● Exercise requirements: How many lines in the rows below contain the word "hand"? Match case exactly, and reply with the number alone.

● Raw data:
____

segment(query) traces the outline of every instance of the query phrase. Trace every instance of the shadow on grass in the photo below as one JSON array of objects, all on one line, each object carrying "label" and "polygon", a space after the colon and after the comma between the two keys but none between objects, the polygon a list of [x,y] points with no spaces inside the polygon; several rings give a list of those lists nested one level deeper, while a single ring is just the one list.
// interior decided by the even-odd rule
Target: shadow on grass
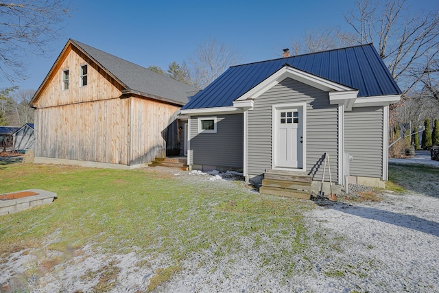
[{"label": "shadow on grass", "polygon": [[0,165],[23,162],[23,156],[0,156]]},{"label": "shadow on grass", "polygon": [[439,168],[421,164],[389,164],[389,180],[415,193],[439,198]]},{"label": "shadow on grass", "polygon": [[344,203],[322,202],[318,204],[364,219],[375,220],[439,237],[439,223],[415,215],[394,213],[373,207],[356,207]]}]

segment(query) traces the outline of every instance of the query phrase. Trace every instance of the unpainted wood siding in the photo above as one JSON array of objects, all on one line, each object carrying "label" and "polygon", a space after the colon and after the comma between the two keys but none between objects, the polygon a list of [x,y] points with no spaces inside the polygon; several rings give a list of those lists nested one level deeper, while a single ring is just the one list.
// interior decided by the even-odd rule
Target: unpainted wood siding
[{"label": "unpainted wood siding", "polygon": [[128,165],[129,99],[37,108],[35,156]]},{"label": "unpainted wood siding", "polygon": [[[261,175],[272,167],[272,106],[307,103],[307,174],[322,180],[322,158],[331,158],[332,180],[338,180],[338,106],[329,104],[328,93],[287,78],[254,99],[248,117],[248,173]],[[325,180],[329,180],[328,169]]]},{"label": "unpainted wood siding", "polygon": [[[45,84],[35,106],[45,108],[119,97],[120,86],[80,51],[70,49]],[[80,69],[88,64],[88,84],[80,86]],[[69,89],[62,90],[62,71],[69,69]]]},{"label": "unpainted wood siding", "polygon": [[[180,151],[178,141],[177,111],[179,107],[158,102],[133,99],[132,156],[130,165],[149,163],[156,156],[164,158],[168,149]],[[168,150],[168,152],[171,150]],[[169,154],[171,155],[171,154]]]},{"label": "unpainted wood siding", "polygon": [[198,133],[198,117],[191,117],[191,123],[188,126],[191,128],[190,150],[188,150],[190,165],[242,168],[243,116],[243,114],[216,115],[216,133]]},{"label": "unpainted wood siding", "polygon": [[344,148],[353,156],[351,175],[382,178],[383,117],[382,106],[345,113]]},{"label": "unpainted wood siding", "polygon": [[34,150],[34,130],[26,125],[14,134],[14,150]]}]

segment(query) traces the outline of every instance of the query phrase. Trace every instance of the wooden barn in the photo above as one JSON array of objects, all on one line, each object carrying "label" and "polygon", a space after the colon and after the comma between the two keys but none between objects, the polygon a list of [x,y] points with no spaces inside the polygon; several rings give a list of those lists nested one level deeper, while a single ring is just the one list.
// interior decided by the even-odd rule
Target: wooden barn
[{"label": "wooden barn", "polygon": [[14,150],[34,150],[34,124],[27,123],[12,134]]},{"label": "wooden barn", "polygon": [[198,91],[70,39],[31,101],[35,162],[132,168],[178,154],[177,112]]}]

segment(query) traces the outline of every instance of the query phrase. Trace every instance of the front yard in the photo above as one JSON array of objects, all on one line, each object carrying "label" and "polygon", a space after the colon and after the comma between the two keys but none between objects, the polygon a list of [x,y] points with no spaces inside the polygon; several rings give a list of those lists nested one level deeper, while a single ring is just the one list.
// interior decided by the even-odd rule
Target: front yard
[{"label": "front yard", "polygon": [[[162,167],[9,164],[0,174],[1,193],[58,194],[51,204],[0,218],[6,292],[439,290],[439,269],[424,259],[439,256],[439,202],[429,196],[438,189],[318,204]],[[385,251],[395,241],[405,257]],[[426,251],[415,253],[416,246]],[[418,272],[401,280],[411,266]]]}]

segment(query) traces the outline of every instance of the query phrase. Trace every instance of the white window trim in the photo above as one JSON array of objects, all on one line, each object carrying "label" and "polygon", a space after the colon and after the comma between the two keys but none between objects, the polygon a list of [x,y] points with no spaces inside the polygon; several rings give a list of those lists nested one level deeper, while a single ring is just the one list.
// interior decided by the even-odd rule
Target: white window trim
[{"label": "white window trim", "polygon": [[[67,80],[64,79],[64,73],[66,71],[69,71],[69,78],[67,78]],[[65,80],[68,80],[69,81],[69,87],[67,89],[65,88],[65,83],[64,82]],[[70,69],[69,69],[68,68],[66,68],[64,69],[62,69],[62,73],[61,75],[61,89],[62,89],[62,91],[68,91],[69,89],[70,89]]]},{"label": "white window trim", "polygon": [[[213,129],[202,129],[201,122],[204,120],[213,120]],[[217,133],[217,117],[199,117],[197,124],[198,125],[198,133]]]},{"label": "white window trim", "polygon": [[[82,74],[82,67],[84,65],[86,65],[87,67],[87,74]],[[82,84],[82,78],[84,76],[86,76],[87,77],[87,84],[84,85]],[[86,86],[87,85],[88,85],[88,63],[84,63],[84,64],[82,64],[80,65],[80,87],[82,87],[82,86]]]}]

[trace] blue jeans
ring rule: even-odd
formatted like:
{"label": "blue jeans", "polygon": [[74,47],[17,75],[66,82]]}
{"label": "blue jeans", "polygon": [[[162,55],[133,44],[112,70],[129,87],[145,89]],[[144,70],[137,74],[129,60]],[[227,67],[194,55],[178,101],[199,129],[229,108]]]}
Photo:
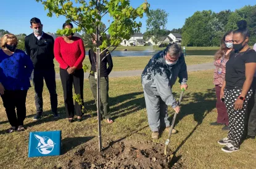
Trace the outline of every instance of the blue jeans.
{"label": "blue jeans", "polygon": [[33,71],[32,81],[35,87],[35,101],[36,107],[36,114],[41,115],[43,112],[42,93],[44,87],[44,79],[50,93],[52,112],[54,114],[57,114],[58,101],[54,68],[49,69],[34,69]]}

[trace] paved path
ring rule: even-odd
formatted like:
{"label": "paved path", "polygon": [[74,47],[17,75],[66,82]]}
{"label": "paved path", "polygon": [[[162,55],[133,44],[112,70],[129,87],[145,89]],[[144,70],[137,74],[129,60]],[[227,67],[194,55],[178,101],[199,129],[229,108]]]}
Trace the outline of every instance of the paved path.
{"label": "paved path", "polygon": [[[215,68],[213,63],[202,63],[193,65],[188,66],[188,71],[205,71],[209,69],[213,69]],[[130,76],[141,76],[143,70],[137,71],[112,71],[109,75],[109,77],[130,77]],[[89,73],[86,73],[85,74],[85,79],[87,79],[89,77]],[[60,79],[59,74],[56,74],[56,79]]]}

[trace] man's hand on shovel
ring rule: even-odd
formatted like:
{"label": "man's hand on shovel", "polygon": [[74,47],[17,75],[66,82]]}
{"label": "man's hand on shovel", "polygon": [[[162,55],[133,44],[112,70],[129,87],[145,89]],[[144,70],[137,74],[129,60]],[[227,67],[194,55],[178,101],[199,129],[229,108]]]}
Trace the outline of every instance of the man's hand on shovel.
{"label": "man's hand on shovel", "polygon": [[184,88],[184,90],[186,90],[188,89],[188,85],[187,84],[183,84],[181,85],[181,89],[183,90],[183,88]]}
{"label": "man's hand on shovel", "polygon": [[176,113],[178,114],[181,110],[180,106],[177,106],[175,108],[173,108]]}

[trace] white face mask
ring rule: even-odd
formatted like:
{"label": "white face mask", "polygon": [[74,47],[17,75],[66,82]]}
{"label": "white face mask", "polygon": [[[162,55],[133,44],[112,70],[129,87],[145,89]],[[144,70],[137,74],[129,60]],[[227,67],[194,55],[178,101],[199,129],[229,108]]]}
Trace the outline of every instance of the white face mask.
{"label": "white face mask", "polygon": [[175,62],[170,62],[170,61],[168,61],[167,60],[165,60],[165,62],[166,62],[166,64],[167,64],[168,66],[173,66],[174,65],[177,63],[178,60],[176,61],[175,61]]}
{"label": "white face mask", "polygon": [[233,47],[233,42],[231,42],[231,43],[229,43],[229,42],[226,43],[225,42],[225,44],[226,44],[226,47],[228,47],[228,48],[232,48]]}

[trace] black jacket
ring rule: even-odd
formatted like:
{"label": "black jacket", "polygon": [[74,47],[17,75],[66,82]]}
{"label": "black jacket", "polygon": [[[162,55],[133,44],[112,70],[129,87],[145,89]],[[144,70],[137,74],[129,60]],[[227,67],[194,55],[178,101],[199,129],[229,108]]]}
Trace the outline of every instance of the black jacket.
{"label": "black jacket", "polygon": [[[110,73],[113,68],[113,61],[110,53],[109,53],[109,50],[106,50],[101,54],[101,74],[100,77],[107,77]],[[109,54],[108,54],[109,53]],[[90,73],[91,76],[94,76],[94,73],[96,72],[96,61],[97,57],[96,53],[93,52],[92,49],[89,50],[89,59],[91,65]],[[109,65],[109,67],[107,68],[107,63]]]}
{"label": "black jacket", "polygon": [[54,39],[44,33],[39,41],[34,33],[25,38],[26,53],[32,60],[35,69],[47,69],[54,68],[53,60]]}

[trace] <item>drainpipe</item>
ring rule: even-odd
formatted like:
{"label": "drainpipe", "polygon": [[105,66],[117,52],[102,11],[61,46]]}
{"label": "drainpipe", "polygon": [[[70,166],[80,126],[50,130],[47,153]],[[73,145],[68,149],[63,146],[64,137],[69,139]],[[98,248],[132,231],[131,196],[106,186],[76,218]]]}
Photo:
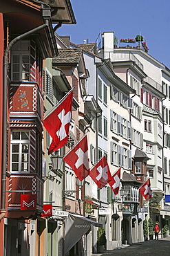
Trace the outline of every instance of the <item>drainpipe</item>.
{"label": "drainpipe", "polygon": [[[43,8],[43,6],[41,7]],[[45,29],[49,26],[48,20],[45,24],[35,28],[25,33],[15,37],[10,42],[6,49],[3,56],[3,130],[2,130],[2,176],[1,176],[1,205],[0,210],[0,221],[6,214],[6,144],[7,144],[7,87],[8,87],[8,60],[9,53],[13,45],[18,41],[32,35],[37,31]]]}

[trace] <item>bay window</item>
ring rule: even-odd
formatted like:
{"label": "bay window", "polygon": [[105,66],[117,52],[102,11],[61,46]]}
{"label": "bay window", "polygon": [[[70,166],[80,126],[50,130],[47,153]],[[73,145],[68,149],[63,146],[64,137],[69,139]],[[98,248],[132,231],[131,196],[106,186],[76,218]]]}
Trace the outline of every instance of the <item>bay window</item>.
{"label": "bay window", "polygon": [[29,172],[30,131],[12,131],[11,134],[11,171]]}

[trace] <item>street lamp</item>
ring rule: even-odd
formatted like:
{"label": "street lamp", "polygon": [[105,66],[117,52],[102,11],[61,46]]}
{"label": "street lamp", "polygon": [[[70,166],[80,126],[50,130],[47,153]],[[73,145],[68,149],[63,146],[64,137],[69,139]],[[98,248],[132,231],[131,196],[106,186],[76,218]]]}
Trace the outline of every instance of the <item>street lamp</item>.
{"label": "street lamp", "polygon": [[74,193],[76,193],[81,190],[83,185],[84,181],[81,181],[77,177],[76,177],[76,185],[78,187],[78,190],[63,190],[63,198],[69,197],[72,196]]}
{"label": "street lamp", "polygon": [[[55,177],[60,174],[63,174],[63,172],[61,170],[61,167],[63,161],[63,157],[59,155],[54,155],[51,157],[52,164],[52,167],[50,168],[50,170],[47,172],[47,176],[44,176],[43,179],[46,181],[47,179],[49,179],[50,181],[54,181],[55,179]],[[56,175],[48,175],[50,172],[52,172]]]}

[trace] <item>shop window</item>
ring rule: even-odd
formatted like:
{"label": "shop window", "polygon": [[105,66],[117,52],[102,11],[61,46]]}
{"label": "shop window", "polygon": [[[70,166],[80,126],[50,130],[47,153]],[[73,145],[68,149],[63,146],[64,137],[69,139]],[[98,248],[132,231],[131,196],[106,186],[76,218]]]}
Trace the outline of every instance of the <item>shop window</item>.
{"label": "shop window", "polygon": [[11,135],[11,171],[30,171],[30,131],[12,131]]}

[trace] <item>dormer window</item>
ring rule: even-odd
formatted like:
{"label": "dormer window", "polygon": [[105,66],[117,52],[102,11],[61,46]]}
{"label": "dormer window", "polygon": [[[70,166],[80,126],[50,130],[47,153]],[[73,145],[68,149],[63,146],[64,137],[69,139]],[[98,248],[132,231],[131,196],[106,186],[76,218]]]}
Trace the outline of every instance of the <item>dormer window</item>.
{"label": "dormer window", "polygon": [[19,41],[12,49],[12,80],[30,81],[30,42]]}

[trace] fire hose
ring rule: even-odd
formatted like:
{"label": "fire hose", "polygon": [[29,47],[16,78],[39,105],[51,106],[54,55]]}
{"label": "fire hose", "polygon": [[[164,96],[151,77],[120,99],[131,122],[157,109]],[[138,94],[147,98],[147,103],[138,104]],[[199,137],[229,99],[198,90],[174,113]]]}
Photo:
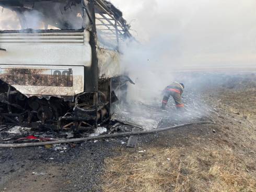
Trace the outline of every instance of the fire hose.
{"label": "fire hose", "polygon": [[183,124],[178,125],[175,125],[173,126],[167,127],[165,128],[162,128],[157,129],[149,130],[142,130],[142,131],[129,131],[129,132],[123,132],[115,134],[111,134],[108,135],[102,135],[97,136],[92,136],[88,137],[82,137],[79,138],[74,138],[74,139],[60,139],[51,141],[44,141],[44,142],[29,142],[29,143],[18,143],[18,144],[4,144],[0,143],[0,148],[9,148],[9,147],[36,147],[36,146],[42,146],[48,145],[53,145],[57,143],[66,143],[69,142],[80,142],[80,141],[86,141],[90,140],[98,139],[105,139],[109,138],[114,138],[118,137],[124,137],[127,136],[133,135],[142,135],[142,134],[149,134],[156,133],[158,132],[167,131],[171,129],[174,129],[177,128],[188,126],[190,125],[194,125],[197,124],[215,124],[214,122],[199,122],[195,123],[191,123],[188,124]]}

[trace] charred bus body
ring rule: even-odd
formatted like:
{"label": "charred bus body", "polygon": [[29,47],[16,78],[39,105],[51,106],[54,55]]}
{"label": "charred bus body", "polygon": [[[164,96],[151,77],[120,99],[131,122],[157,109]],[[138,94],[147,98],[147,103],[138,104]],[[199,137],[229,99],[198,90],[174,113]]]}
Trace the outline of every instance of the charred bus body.
{"label": "charred bus body", "polygon": [[104,0],[0,6],[13,16],[0,19],[1,123],[83,129],[109,119],[119,46],[131,38],[122,13]]}

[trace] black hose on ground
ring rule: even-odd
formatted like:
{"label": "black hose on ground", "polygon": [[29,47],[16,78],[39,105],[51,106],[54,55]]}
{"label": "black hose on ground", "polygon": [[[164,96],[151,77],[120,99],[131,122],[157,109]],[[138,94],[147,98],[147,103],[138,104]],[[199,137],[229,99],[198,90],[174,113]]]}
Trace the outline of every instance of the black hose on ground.
{"label": "black hose on ground", "polygon": [[1,144],[0,143],[0,148],[41,146],[44,146],[47,145],[52,145],[52,144],[57,144],[57,143],[66,143],[69,142],[73,142],[86,141],[88,141],[93,139],[123,137],[123,136],[130,136],[132,135],[148,134],[152,134],[152,133],[155,133],[158,132],[165,131],[168,130],[174,129],[177,128],[187,126],[189,125],[196,125],[196,124],[214,124],[215,123],[212,122],[199,122],[195,123],[188,123],[185,124],[180,124],[173,126],[162,128],[158,129],[154,129],[154,130],[141,130],[141,131],[132,131],[132,132],[119,133],[117,134],[102,135],[98,136],[83,137],[80,138],[60,139],[60,140],[57,140],[52,141],[29,142],[29,143],[18,143],[18,144],[3,144],[3,143]]}

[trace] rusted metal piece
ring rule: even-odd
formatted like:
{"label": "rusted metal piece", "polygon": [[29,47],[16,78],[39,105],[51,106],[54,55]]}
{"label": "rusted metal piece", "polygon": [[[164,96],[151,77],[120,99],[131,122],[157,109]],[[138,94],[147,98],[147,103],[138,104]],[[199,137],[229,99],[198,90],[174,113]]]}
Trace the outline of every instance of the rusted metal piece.
{"label": "rusted metal piece", "polygon": [[[38,69],[26,68],[1,68],[4,74],[0,74],[0,79],[11,85],[72,87],[73,73],[72,69]],[[50,75],[44,74],[50,73]]]}
{"label": "rusted metal piece", "polygon": [[[2,123],[78,131],[108,121],[119,43],[132,38],[122,12],[104,0],[11,2],[0,6],[16,13],[22,30],[0,29],[8,51],[0,52]],[[43,16],[43,30],[26,29],[28,10]]]}

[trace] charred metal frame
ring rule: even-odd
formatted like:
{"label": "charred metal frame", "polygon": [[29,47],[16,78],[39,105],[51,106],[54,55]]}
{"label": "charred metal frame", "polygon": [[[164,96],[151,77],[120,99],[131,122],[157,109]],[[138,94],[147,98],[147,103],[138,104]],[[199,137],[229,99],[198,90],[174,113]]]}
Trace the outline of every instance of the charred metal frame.
{"label": "charred metal frame", "polygon": [[[24,6],[19,1],[17,1],[16,3],[14,2],[11,3],[9,1],[0,0],[0,6],[5,5],[7,7]],[[129,31],[130,26],[126,25],[126,21],[120,15],[121,12],[106,1],[81,0],[81,3],[84,10],[84,27],[89,32],[89,44],[91,48],[91,65],[90,67],[84,67],[85,92],[73,98],[62,97],[61,98],[54,99],[53,101],[51,100],[51,95],[48,100],[44,99],[43,97],[42,99],[27,98],[4,81],[5,80],[8,81],[7,79],[0,80],[0,83],[2,84],[0,87],[2,90],[0,91],[0,103],[2,103],[0,104],[0,124],[79,130],[96,127],[99,123],[103,123],[110,119],[112,113],[111,104],[113,102],[112,97],[115,95],[112,91],[111,78],[99,78],[97,57],[98,39],[96,27],[100,26],[105,27],[106,29],[100,29],[102,34],[111,35],[112,35],[110,36],[111,38],[116,38],[118,43],[116,50],[118,51],[120,42],[132,37]],[[100,10],[100,13],[97,14],[101,17],[96,17],[96,9]],[[86,26],[85,25],[84,17],[85,14],[89,20],[89,23]],[[100,24],[96,24],[96,20],[99,21]],[[37,31],[54,32],[47,30],[33,32]],[[68,32],[71,30],[62,31]],[[3,32],[15,32],[0,31],[0,33]],[[6,50],[1,49],[0,51]],[[14,99],[17,100],[16,103],[12,103],[11,100]],[[73,111],[67,110],[67,111],[63,113],[55,104],[57,102],[64,106],[63,109],[73,109]],[[28,110],[27,105],[28,103],[32,110]],[[56,113],[59,113],[56,115]],[[37,115],[41,123],[33,122],[33,119]],[[53,115],[56,118],[52,119]]]}

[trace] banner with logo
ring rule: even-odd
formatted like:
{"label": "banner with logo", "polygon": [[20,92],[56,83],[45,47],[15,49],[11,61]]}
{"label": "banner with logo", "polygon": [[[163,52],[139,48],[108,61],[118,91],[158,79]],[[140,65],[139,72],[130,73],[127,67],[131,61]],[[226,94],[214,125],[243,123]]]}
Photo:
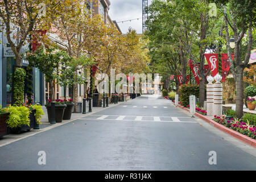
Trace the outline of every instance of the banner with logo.
{"label": "banner with logo", "polygon": [[197,75],[196,74],[196,73],[197,73],[198,75],[199,75],[199,65],[196,65],[195,66],[194,64],[193,64],[193,62],[192,60],[189,60],[188,63],[189,63],[189,65],[190,66],[190,68],[191,68],[191,70],[192,71],[193,75],[194,76],[194,77],[195,77],[195,80],[196,80],[196,84],[197,85],[199,85],[199,77],[198,77]]}
{"label": "banner with logo", "polygon": [[[41,36],[46,35],[47,32],[47,30],[36,30],[35,31],[38,34],[41,34]],[[32,35],[32,37],[33,40],[33,42],[32,43],[32,51],[34,52],[41,46],[41,44],[38,43],[36,36],[34,34]]]}
{"label": "banner with logo", "polygon": [[[232,61],[234,60],[234,53],[232,53],[231,54],[231,57],[232,57]],[[222,82],[225,82],[226,80],[226,76],[229,73],[229,68],[230,68],[230,63],[228,61],[229,57],[227,53],[222,53],[221,55],[221,61],[222,64]]]}
{"label": "banner with logo", "polygon": [[204,54],[213,77],[218,73],[218,55],[217,53]]}
{"label": "banner with logo", "polygon": [[[182,75],[177,75],[177,77],[178,78],[180,85],[182,85],[182,80],[183,80],[183,76]],[[187,84],[188,83],[188,82],[189,81],[189,80],[190,80],[190,75],[187,75],[186,82],[185,82],[186,84]]]}
{"label": "banner with logo", "polygon": [[[96,62],[98,63],[98,62],[100,62],[100,61],[98,60],[98,61],[96,61]],[[97,68],[98,67],[98,63],[97,63],[96,64],[96,65],[94,65],[92,67],[92,75],[93,77],[94,77],[95,73],[97,72]]]}

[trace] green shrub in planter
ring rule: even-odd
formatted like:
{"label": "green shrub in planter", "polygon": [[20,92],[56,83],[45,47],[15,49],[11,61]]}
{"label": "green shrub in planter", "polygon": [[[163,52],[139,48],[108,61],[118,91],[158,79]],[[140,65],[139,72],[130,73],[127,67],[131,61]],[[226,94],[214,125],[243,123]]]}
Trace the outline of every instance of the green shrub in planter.
{"label": "green shrub in planter", "polygon": [[20,106],[23,105],[24,88],[26,71],[21,68],[16,68],[14,71],[14,105]]}
{"label": "green shrub in planter", "polygon": [[245,89],[245,96],[254,97],[256,96],[256,87],[252,85],[248,86]]}
{"label": "green shrub in planter", "polygon": [[195,84],[184,84],[179,88],[179,97],[181,102],[181,105],[187,106],[189,105],[189,96],[199,97],[199,85]]}
{"label": "green shrub in planter", "polygon": [[163,97],[167,96],[167,90],[166,90],[166,89],[163,89],[162,92],[163,93]]}
{"label": "green shrub in planter", "polygon": [[171,100],[174,100],[175,99],[175,95],[176,95],[176,92],[174,91],[169,92],[169,93],[168,94],[168,96]]}
{"label": "green shrub in planter", "polygon": [[30,109],[26,106],[10,106],[7,108],[10,113],[9,117],[6,122],[10,128],[21,127],[22,125],[30,126],[30,120],[28,118]]}
{"label": "green shrub in planter", "polygon": [[33,109],[36,110],[36,111],[35,113],[35,117],[36,123],[38,125],[41,124],[40,122],[41,119],[43,117],[43,115],[44,115],[44,113],[42,107],[42,106],[40,105],[34,105],[28,106],[28,107],[30,110],[32,110]]}
{"label": "green shrub in planter", "polygon": [[243,121],[248,122],[250,123],[250,125],[254,125],[256,126],[256,115],[252,114],[250,113],[245,114],[243,117]]}
{"label": "green shrub in planter", "polygon": [[236,118],[236,111],[232,109],[228,109],[226,110],[226,115],[232,116],[233,118]]}

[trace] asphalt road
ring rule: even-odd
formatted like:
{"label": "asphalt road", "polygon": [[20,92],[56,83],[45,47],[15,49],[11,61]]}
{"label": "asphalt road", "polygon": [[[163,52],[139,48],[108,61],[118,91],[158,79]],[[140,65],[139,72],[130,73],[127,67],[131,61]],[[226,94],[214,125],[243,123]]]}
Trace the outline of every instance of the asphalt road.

____

● Response: 6